## Excerpted passage:

Written by David Holland
If you’re going to adapt one of the iconic story lines of a comic series, you want to get it just right. In the case of the X-Men franchise, that doesn’t always happen (we have talked about Dark Phoenix once already, and we will get there again. Oh, and Apocalypse is coming too. Be patient.) In the case of “Days of Future Past”, based on the comic run of the same title, X-Men nailed it.
This might be the best X-Men movie made to date. It certainly ranks up there with “Logan” and “X2”. I love the 2023 fight scenes against the Sentinels, in part because they are expertly filmed, but mostly because I think the Sentinels are perfect enemies for the X-Men. Each mutant is unique, an individual person with a different power but also a personality, a history, a story of their own. Sentinels, by contrast, are cold, emotionless, identical, relentless, and constantly adapting the powers of mutants in order to exterminate them. The fight scenes against the Sentinels are really cool, especially because of Blink’s portals allowing for trippy antics.
The inevitability of the Sentinels’ assault means that we see what is at stake – if they fail to protect Logan, Kitty Pryde’s group doesn’t get another do-over, their deaths are all permanent.
There are a bunch of off-screen deaths, which are kind of a bummer, including the powerhouse Emma Frost. It is tough to introduce a whole new “class” of mutants in the first film and then kill half of them between movies, but the ones who are left really shine. I’ve highlighted Stewart, McKellan, McAvoy, Fassbender, and Jackman all before, so I’ll just give one sentence here to say we finally get them all and they are all on point. Past-Xavier is dealing the the trauma of his failures (a theme that will be devastatingly revisited in “Logan”), and probably the most heartfelt moment of the movie comes in a conversation between the consciousnesses of Past and Future Xaviers, which is sort of funny if you realize that the only person who can convince Xavier to snap out of it is… another Xavier.
The pacing is quick enough to keep you interested but not so much as to be overwhelming. Logan is on the clock, but Past-Xavier is believably heartbroken enough that it takes some convincing. And of course, probably the best action scene is Quicksilver’s, in which we see what it is like to move at super speed – essentially the world is standing still. Because of a weird quirk of copyright law, Quicksilver was allowed to exist in both the X-Men franchise and the MCU (provided the MCU did not refer to him as a “mutant”), and the DOPF version is way more fun that the “Age of Ultron” version.

## Dataset excerpts:
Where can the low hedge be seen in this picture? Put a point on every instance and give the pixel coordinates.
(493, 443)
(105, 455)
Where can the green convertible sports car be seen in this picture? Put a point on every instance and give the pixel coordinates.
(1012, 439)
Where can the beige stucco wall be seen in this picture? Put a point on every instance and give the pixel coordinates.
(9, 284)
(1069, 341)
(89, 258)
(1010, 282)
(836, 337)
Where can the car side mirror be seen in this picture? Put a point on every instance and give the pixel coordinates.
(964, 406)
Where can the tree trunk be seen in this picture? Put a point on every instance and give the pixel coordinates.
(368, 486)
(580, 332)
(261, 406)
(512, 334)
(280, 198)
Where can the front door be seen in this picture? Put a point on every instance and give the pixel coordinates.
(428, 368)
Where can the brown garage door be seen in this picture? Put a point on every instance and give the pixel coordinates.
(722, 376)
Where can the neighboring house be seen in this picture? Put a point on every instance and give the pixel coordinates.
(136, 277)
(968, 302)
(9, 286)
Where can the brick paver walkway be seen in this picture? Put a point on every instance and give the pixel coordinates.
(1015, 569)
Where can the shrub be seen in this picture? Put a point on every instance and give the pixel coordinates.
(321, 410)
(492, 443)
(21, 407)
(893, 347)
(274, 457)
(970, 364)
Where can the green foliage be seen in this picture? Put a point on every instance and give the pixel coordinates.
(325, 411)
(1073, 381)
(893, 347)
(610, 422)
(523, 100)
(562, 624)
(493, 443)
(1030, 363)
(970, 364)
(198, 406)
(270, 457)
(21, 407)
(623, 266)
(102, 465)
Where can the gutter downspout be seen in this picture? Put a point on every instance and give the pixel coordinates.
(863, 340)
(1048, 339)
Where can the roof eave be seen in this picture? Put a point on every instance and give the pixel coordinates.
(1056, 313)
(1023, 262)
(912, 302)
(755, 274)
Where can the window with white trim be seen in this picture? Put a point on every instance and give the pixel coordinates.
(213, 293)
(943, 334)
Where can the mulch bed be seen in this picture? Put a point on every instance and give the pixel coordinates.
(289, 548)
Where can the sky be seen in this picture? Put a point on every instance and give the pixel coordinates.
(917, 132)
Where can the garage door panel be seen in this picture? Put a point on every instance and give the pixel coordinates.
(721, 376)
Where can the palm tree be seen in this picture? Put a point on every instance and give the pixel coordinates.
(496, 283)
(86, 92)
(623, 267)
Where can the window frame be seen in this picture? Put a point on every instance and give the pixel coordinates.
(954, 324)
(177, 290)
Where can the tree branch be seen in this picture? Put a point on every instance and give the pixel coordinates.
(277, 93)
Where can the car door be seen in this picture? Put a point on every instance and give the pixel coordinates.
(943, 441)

## Problems and tasks:
1) In the review of "X-Men: Days of Future Past," rewrite the part that opens with the words containing "There are a" and closes with "is… another Xavier.", changing "bummer" to "shame".
2) Answer these questions using the review of "X-Men: Days of Future Past":
(a) Which two other X-Men films does the review rank alongside this one?
(b) Whose portals make the fight scenes against the Sentinels allow for trippy antics?
(c) On what condition was Quicksilver allowed to exist in the MCU?
3) Continue the review of "X-Men: Days of Future Past" from its last sentence.

## Numbered responses:
1)
There are a bunch of off-screen deaths, which are kind of a shame, including the powerhouse Emma Frost. It is tough to introduce a whole new “class” of mutants in the first film and then kill half of them between movies, but the ones who are left really shine. I’ve highlighted Stewart, McKellan, McAvoy, Fassbender, and Jackman all before, so I’ll just give one sentence here to say we finally get them all and they are all on point. Past-Xavier is dealing the the trauma of his failures (a theme that will be devastatingly revisited in “Logan”), and probably the most heartfelt moment of the movie comes in a conversation between the consciousnesses of Past and Future Xaviers, which is sort of funny if you realize that the only person who can convince Xavier to snap out of it is… another Xavier.

2)
(a) "Logan" and "X2"
(b) Blink's
(c) The MCU could not refer to him as a "mutant."

3)
I also like the consciousness-projecting version of time travel, although I don’t let myself get caught up in the mechanics of all the different ways time travel works or does not work in fiction. If you try to apply internal logical consistency to any version of time travel, you will only end up making yourself angry. I think we can thank “Doctor Who” for this lesson.
With so much going on, a few things in the plot don’t get explained. We meet some new mutants, but don’t fully understand how their powers work. The clearest example of this is Bishop, who we learn over the course of the movie absorbs and redirects energy. We met Kitty Pryde previously and watched her phase through objects, but there’s never a clear explanation of how that power translates into sending someone’s consciousness back in time. She just can because the plot requires it of her.
Bolivar Trask also becomes sort of a walking MacGuffin. Trask’s murder by Mystique is said to be the pivotal event that leads to the war with the Sentinels, and the movie ultimately hinges on preventing it three times. Trask is conveniently double-dealing which means at the end of the movie there is plenty of cover to arrest him and shut down the Sentinel program. But Trask just isn’t as compelling a villain as Magneto or even Stryker from “X2”. He’s driven, but we don’t fully understand why, which is a shame because Peter Dinklage is incredibly talented and we don’t get to see his ability to create deep characters on full display. But these points are ultimately nitpicky, and don’t distract from what is ultimately one of the strongest installments in the franchise.
“Days of Future Past” builds on the foundations laid by “First Class” and combines the original trilogy to tell a compelling story that course corrects some of the mistakes of previous films and restores faith in X-Men movies. All they have to do is not ruin it.